Directions for this task
Find the line containing "Could you please annotate the sandy", then print it and each line after it through the end of the listing exactly, with no pictures.

Data section
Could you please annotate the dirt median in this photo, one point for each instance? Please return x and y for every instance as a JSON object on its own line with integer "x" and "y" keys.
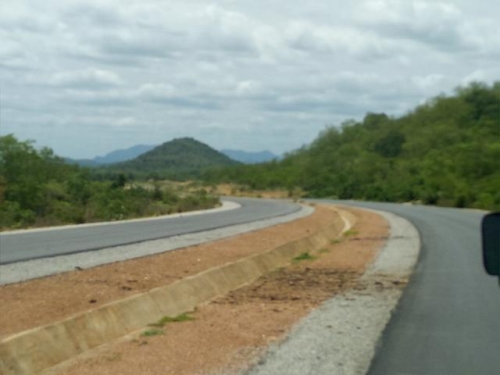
{"x": 229, "y": 333}
{"x": 42, "y": 301}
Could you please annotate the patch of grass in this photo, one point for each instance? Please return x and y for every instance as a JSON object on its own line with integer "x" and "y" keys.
{"x": 303, "y": 256}
{"x": 152, "y": 332}
{"x": 169, "y": 319}
{"x": 350, "y": 233}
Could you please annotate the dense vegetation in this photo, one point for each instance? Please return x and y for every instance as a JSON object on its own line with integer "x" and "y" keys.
{"x": 445, "y": 152}
{"x": 38, "y": 188}
{"x": 179, "y": 159}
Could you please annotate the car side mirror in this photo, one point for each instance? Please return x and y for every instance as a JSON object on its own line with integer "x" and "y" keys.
{"x": 490, "y": 229}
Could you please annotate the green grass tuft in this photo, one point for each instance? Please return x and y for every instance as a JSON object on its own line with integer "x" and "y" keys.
{"x": 350, "y": 233}
{"x": 176, "y": 319}
{"x": 303, "y": 256}
{"x": 152, "y": 332}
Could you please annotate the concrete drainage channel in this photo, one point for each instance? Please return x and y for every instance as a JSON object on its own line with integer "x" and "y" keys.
{"x": 41, "y": 348}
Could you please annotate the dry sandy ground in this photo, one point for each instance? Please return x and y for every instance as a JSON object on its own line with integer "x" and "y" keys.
{"x": 231, "y": 332}
{"x": 46, "y": 300}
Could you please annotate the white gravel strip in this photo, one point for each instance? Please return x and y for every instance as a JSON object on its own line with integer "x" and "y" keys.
{"x": 341, "y": 336}
{"x": 16, "y": 272}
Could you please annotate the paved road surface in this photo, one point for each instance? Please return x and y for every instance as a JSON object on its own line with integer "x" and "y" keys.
{"x": 448, "y": 320}
{"x": 40, "y": 244}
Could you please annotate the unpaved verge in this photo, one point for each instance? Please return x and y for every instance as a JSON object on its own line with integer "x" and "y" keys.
{"x": 36, "y": 268}
{"x": 233, "y": 330}
{"x": 43, "y": 301}
{"x": 341, "y": 336}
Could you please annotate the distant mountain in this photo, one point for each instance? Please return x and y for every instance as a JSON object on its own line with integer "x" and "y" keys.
{"x": 247, "y": 157}
{"x": 183, "y": 157}
{"x": 113, "y": 157}
{"x": 123, "y": 155}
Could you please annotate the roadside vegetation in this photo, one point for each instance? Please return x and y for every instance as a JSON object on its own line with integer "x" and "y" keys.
{"x": 445, "y": 152}
{"x": 39, "y": 189}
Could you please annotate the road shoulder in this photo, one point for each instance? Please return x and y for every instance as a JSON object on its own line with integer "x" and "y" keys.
{"x": 341, "y": 336}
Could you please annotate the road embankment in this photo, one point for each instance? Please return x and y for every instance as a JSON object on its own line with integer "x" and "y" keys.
{"x": 42, "y": 347}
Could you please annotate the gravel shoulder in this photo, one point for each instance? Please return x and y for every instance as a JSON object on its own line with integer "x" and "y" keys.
{"x": 36, "y": 268}
{"x": 341, "y": 336}
{"x": 230, "y": 334}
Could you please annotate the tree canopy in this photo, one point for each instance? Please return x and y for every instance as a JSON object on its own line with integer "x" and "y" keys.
{"x": 445, "y": 152}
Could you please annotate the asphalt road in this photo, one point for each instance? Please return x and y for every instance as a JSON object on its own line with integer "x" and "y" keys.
{"x": 26, "y": 245}
{"x": 448, "y": 320}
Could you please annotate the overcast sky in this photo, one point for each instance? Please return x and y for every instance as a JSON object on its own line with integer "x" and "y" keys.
{"x": 89, "y": 77}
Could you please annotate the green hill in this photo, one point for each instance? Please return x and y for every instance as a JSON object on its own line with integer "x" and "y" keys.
{"x": 444, "y": 152}
{"x": 178, "y": 159}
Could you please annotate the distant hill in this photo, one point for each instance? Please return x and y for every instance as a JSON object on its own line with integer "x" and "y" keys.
{"x": 123, "y": 155}
{"x": 250, "y": 157}
{"x": 179, "y": 158}
{"x": 113, "y": 157}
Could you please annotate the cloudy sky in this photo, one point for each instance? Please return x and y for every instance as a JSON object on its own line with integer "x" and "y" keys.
{"x": 88, "y": 77}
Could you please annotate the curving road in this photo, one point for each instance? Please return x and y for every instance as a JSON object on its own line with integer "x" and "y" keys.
{"x": 448, "y": 320}
{"x": 27, "y": 245}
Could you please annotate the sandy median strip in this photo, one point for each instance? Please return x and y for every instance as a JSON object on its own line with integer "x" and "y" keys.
{"x": 231, "y": 332}
{"x": 42, "y": 301}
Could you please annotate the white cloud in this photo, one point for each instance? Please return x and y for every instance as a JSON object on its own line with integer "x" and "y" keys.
{"x": 86, "y": 79}
{"x": 436, "y": 24}
{"x": 180, "y": 68}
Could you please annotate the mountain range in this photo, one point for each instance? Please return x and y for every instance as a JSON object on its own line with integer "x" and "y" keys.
{"x": 121, "y": 155}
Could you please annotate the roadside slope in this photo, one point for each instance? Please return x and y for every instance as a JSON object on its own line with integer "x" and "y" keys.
{"x": 341, "y": 336}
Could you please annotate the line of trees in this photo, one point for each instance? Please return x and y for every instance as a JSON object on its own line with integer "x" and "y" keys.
{"x": 444, "y": 152}
{"x": 37, "y": 188}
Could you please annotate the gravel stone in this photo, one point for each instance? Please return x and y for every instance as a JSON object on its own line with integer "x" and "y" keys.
{"x": 17, "y": 272}
{"x": 341, "y": 336}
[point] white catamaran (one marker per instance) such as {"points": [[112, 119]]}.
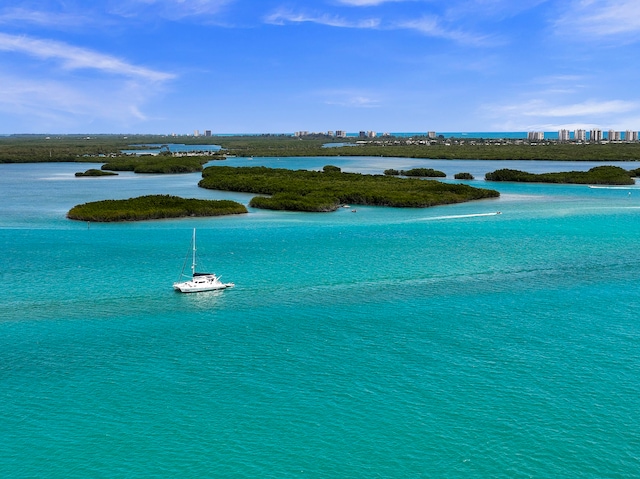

Solution for this task
Could you please annotate the sandy median strip in this photo, one point for each instance? Please return x and y for every instance as a JSON object on its own line with integer "x" and "y" keys.
{"x": 231, "y": 332}
{"x": 42, "y": 301}
Could you please annotate the white cloud in this photo, one point for each instance? Please return x and y for every instance as a JSON object on its own line with integer "x" and "y" keys.
{"x": 86, "y": 79}
{"x": 436, "y": 24}
{"x": 180, "y": 68}
Could you please annotate the mountain range in this photo, one point for each instance? Please return x and y for every instance as a JSON object on its own line with integer "x" and "y" keys.
{"x": 121, "y": 155}
Could you please annotate the roadside slope in this photo, one point for each instance? Please return x and y for every instance as a JSON object on its own line with integer "x" and "y" keys.
{"x": 341, "y": 336}
Could you please annotate the line of trees in this photo, one point for each instance? Please return x and y for every instance as a JSON object on its own line with integer "x" and "y" keys.
{"x": 444, "y": 152}
{"x": 37, "y": 188}
Could you please annotate the gravel stone in this photo, one point for each instance? Please return x and y for every instance as a JSON object on its own line with integer "x" and "y" keys.
{"x": 17, "y": 272}
{"x": 341, "y": 336}
[point] white catamaran (one marker per instance) such as {"points": [[112, 119]]}.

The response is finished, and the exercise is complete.